> _Goal_:
Copy every one of the entries below verbatim, keeping each line unchanged and in its original order.

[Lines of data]
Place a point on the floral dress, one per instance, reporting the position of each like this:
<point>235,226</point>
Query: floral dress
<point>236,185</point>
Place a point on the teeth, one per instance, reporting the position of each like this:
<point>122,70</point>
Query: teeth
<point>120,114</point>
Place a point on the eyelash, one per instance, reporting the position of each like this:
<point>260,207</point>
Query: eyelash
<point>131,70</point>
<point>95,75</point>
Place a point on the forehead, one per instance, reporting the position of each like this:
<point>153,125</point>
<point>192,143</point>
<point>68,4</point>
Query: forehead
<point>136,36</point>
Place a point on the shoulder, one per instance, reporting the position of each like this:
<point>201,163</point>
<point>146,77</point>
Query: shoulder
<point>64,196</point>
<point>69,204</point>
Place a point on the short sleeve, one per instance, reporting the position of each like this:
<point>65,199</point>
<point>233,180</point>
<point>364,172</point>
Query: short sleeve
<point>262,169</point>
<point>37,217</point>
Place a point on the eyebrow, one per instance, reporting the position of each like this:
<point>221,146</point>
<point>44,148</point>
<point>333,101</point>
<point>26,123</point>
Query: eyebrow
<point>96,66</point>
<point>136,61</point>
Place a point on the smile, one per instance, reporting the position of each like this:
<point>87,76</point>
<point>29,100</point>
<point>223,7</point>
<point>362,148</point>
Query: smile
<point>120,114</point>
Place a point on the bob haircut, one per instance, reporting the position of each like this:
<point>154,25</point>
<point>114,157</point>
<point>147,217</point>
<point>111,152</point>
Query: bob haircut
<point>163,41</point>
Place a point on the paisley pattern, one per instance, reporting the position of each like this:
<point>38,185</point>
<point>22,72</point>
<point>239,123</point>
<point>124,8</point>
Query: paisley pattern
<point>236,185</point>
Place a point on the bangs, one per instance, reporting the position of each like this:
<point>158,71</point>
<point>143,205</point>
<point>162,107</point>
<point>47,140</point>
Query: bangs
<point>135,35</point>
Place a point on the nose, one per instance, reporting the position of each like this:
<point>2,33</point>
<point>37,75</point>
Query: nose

> _Written reply_:
Place a point on the floral dress, one per instance, reporting the position of each like this:
<point>235,226</point>
Query: floral dress
<point>236,185</point>
Place a point on the teeth, one per instance, reporting the position of each like this:
<point>122,70</point>
Query: teeth
<point>120,114</point>
Place a point on the eyelash, one per instance, reporting the position of each like this:
<point>260,207</point>
Query: eyelash
<point>131,70</point>
<point>95,75</point>
Place a point on the forehead, one per instance, reporting the position of each like this:
<point>153,125</point>
<point>192,143</point>
<point>68,4</point>
Query: forehead
<point>136,36</point>
Place a point on the shoulder, one per instance, reporting the position of each like this:
<point>201,163</point>
<point>146,77</point>
Query: shoulder
<point>64,196</point>
<point>69,204</point>
Place a point on the short sleeve, one per instance, reporting the position of each like this:
<point>65,199</point>
<point>233,180</point>
<point>364,172</point>
Query: short sleeve
<point>262,169</point>
<point>37,217</point>
Place a point on the eyebrow, one per instance, reporting the position of each like this:
<point>221,146</point>
<point>44,148</point>
<point>333,101</point>
<point>26,123</point>
Query: eyebrow
<point>96,66</point>
<point>136,61</point>
Place a point on the smile, one per instance, reporting the position of each like this:
<point>87,76</point>
<point>29,100</point>
<point>223,7</point>
<point>362,148</point>
Query: smile
<point>120,114</point>
Place a point on the bob haircut, one per instance, reporting the position of each like this:
<point>154,25</point>
<point>114,157</point>
<point>147,217</point>
<point>111,152</point>
Query: bob haircut
<point>163,41</point>
Place a point on the paisley pattern, one per instance, reporting the position of each like this:
<point>38,185</point>
<point>22,72</point>
<point>239,123</point>
<point>124,8</point>
Query: paisley pattern
<point>236,185</point>
Place a point on the bangs, one per instance, reporting the position of each like this:
<point>158,71</point>
<point>143,205</point>
<point>162,107</point>
<point>47,140</point>
Query: bangs
<point>135,35</point>
Place a point on the nose, one per instance, reporting the position of each like this:
<point>2,33</point>
<point>37,75</point>
Query: nose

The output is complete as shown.